*** Opening Text excerpt ***

Scores of gunmen have looted the house of Joaquín “El Chapo” Guzmán’s mother, forcing residents to flee the cartel kingpin’s hometown in the mountains of Mexico’s western state of Sinaloa, according to local media reports.

Around 150 heavily armed men raided the remote village of La Tuna on Saturday [June 11], cutting telephone connections and pillaging the home of the capo’s 86-year old mother, Consuelo Loera de Guzmán. Several vehicles were taken from the house.

Two other communities were targeted in the attack, which left at least three people dead, according to the well-connected Sinaloa news organizations Ríodoce.

State governor Mario López Váldez confirmed to reporters that an armed group had entered La Tuna but said it appeared to be a family conflict, not a settling of scores by criminal organisations. He said there were no reports of shootouts or deaths due to the incursion.

Perhaps "just" a family issue.

Or perhaps more complex as a known beef exists within the family between two of El Chapo's brothers and the descendants of a half-brother. One of those descendants married into the Beltran Leyva family; her eldest son is Alfredo Beltran Guzman.

(His father, Alfredo Beltran Leyva, is in US custody awaiting sentencing later this month on drug trafficking charges related to his activities on behalf of the Beltran Leyva Cartel and for Sinaloa prior to a 2008 split between the two DTOs)

*** Closing Text excerpt ***
*** Opening Supplied entries ***

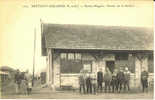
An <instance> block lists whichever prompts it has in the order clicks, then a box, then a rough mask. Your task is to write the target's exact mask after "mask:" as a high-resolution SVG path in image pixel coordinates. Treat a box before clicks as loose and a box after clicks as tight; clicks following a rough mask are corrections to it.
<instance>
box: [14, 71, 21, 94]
mask: <svg viewBox="0 0 155 100" xmlns="http://www.w3.org/2000/svg"><path fill="white" fill-rule="evenodd" d="M15 83H16V84H17V87H16V93H19V91H20V84H21V74H20V71H19V69H17V72H16V74H15Z"/></svg>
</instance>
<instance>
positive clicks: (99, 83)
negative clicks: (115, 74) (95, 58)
mask: <svg viewBox="0 0 155 100" xmlns="http://www.w3.org/2000/svg"><path fill="white" fill-rule="evenodd" d="M102 83H103V72H102V69H99V72H97V84H98V90H100V92H102Z"/></svg>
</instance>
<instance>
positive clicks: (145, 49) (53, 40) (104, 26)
mask: <svg viewBox="0 0 155 100" xmlns="http://www.w3.org/2000/svg"><path fill="white" fill-rule="evenodd" d="M43 36H44V39H43V41H42V44H44V46H43V47H44V48H42V50H43V49H45V48H60V49H101V50H153V29H152V28H143V27H123V26H101V25H75V24H43ZM45 52H46V51H45Z"/></svg>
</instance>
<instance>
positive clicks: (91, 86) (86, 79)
mask: <svg viewBox="0 0 155 100" xmlns="http://www.w3.org/2000/svg"><path fill="white" fill-rule="evenodd" d="M86 86H87V93H90V94H91V93H92V78H91V74H90V73H88V74H87V78H86Z"/></svg>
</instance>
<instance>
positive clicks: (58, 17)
mask: <svg viewBox="0 0 155 100" xmlns="http://www.w3.org/2000/svg"><path fill="white" fill-rule="evenodd" d="M60 1H61V2H60ZM60 1H59V2H58V1H57V2H54V1H53V2H51V1H47V0H45V1H44V2H41V1H38V2H36V1H31V2H30V0H24V2H22V0H21V1H20V0H13V1H10V0H6V1H0V66H9V67H12V68H14V69H20V70H21V71H26V70H27V69H28V70H29V71H30V72H31V73H32V68H33V55H34V31H35V30H36V53H35V55H36V56H35V73H39V72H40V71H42V70H45V69H46V58H45V57H43V56H41V28H40V19H41V20H42V22H43V23H57V24H91V25H105V26H132V27H133V26H136V27H149V28H152V27H153V1H145V0H144V1H141V0H140V1H132V0H131V1H130V2H127V1H128V0H125V1H120V2H119V1H118V0H117V1H115V2H114V1H113V2H112V1H111V2H100V3H98V2H95V1H93V0H92V1H90V2H86V1H81V2H73V1H72V0H70V1H66V2H62V0H60ZM32 4H42V5H47V4H50V5H60V4H65V5H67V4H69V5H73V4H76V5H80V6H84V5H95V4H96V5H104V6H105V7H101V8H95V7H79V8H77V7H70V8H67V7H64V8H60V7H57V8H53V7H35V8H33V7H31V5H32ZM121 4H124V5H125V4H128V5H132V7H107V5H121Z"/></svg>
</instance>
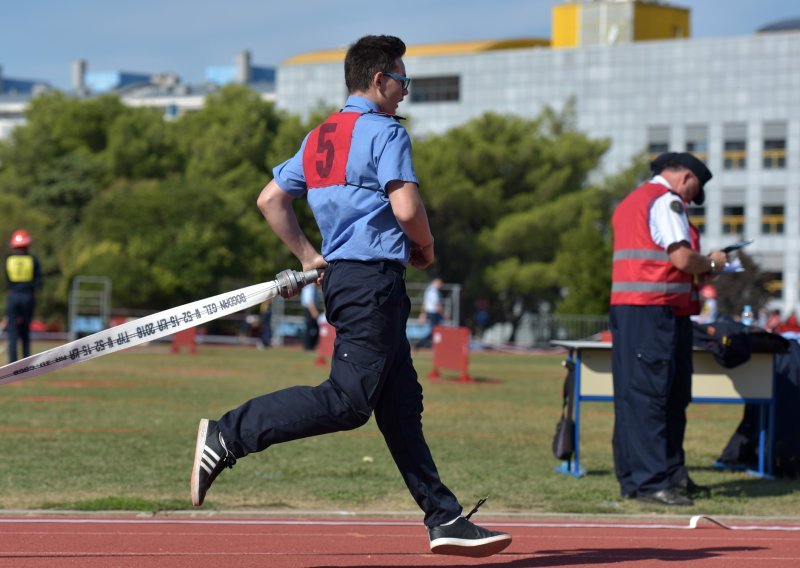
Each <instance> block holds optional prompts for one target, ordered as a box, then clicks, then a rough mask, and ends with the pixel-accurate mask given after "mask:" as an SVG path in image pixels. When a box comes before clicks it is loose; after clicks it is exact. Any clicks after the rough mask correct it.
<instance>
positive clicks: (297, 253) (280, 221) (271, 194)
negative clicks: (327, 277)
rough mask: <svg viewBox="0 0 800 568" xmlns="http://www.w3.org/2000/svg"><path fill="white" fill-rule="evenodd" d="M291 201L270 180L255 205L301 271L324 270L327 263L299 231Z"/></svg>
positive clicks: (292, 200)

*** Closing Supplied entries ***

▸ Task A
In the article above about the raid on La Tuna, set down the passage starting with "Scores of gunmen" and going on through "to the incursion.".
▸ Task B
Take the La Tuna raid article above further, continuing on from its final sentence.

▸ Exercise result A
Scores of gunmen have looted the house of Joaquín “El Chapo” Guzmán’s mother, forcing residents to flee the cartel kingpin’s hometown in the mountains of Mexico’s western state of Sinaloa, according to local media reports.

Around 150 heavily armed men raided the remote village of La Tuna on Saturday [June 11], cutting telephone connections and pillaging the home of the capo’s 86-year old mother, Consuelo Loera de Guzmán. Several vehicles were taken from the house.

Two other communities were targeted in the attack, which left at least three people dead, according to the well-connected Sinaloa news organizations Ríodoce.

State governor Mario López Váldez confirmed to reporters that an armed group had entered La Tuna but said it appeared to be a family conflict, not a settling of scores by criminal organisations. He said there were no reports of shootouts or deaths due to the incursion.

▸ Exercise result B
Sources told Ríodoce the assailants belonged to the Beltrán Leyva Cartel, which splintered from the Sinaloa Cartel and – though weakened – is still engaged in a bitter conflict with its former allies.

“If it’s true that Chapo’s mother was actually targeted, then it bodes terribly for security in coming months,” Beith said.
https://www.theguardian.com/world/2016/jun/16/el-chapo-mother-house-looted-gunmen-drug-cartel

Riodice reported the attack was organized by members of the Beltran Leyva Organization and by Fausto Isidro Meza Flores, who is known as "Chapito."

The BLO was part of Guzman's Sinaloa cartel until 2008. "Chapito" is believed to have organized a criminal group called "Oficina" that consists of former members of cartels, including from the Zetas, the Gulf cartel and the BLO.

Meza Flores' criminal enterprise is considered the primary rival of Guzman's Sinaloa cartel in the state.

"As a result of this rivalry, the Meza Flores [drug trafficking organization] has engaged in an extremely violent turf war with the Sinaloa Cartel which has resulted in the quadrupling of drug-war killings in the last four years and an increase in kidnappings and arson within the state of Sinaloa," the U.S. Department of Treasury said in a 2013 statement, adding that the group "has been responsible for the distribution of large quantities of methamphetamine, heroin, marijuana, and cocaine to the United States" since 2000.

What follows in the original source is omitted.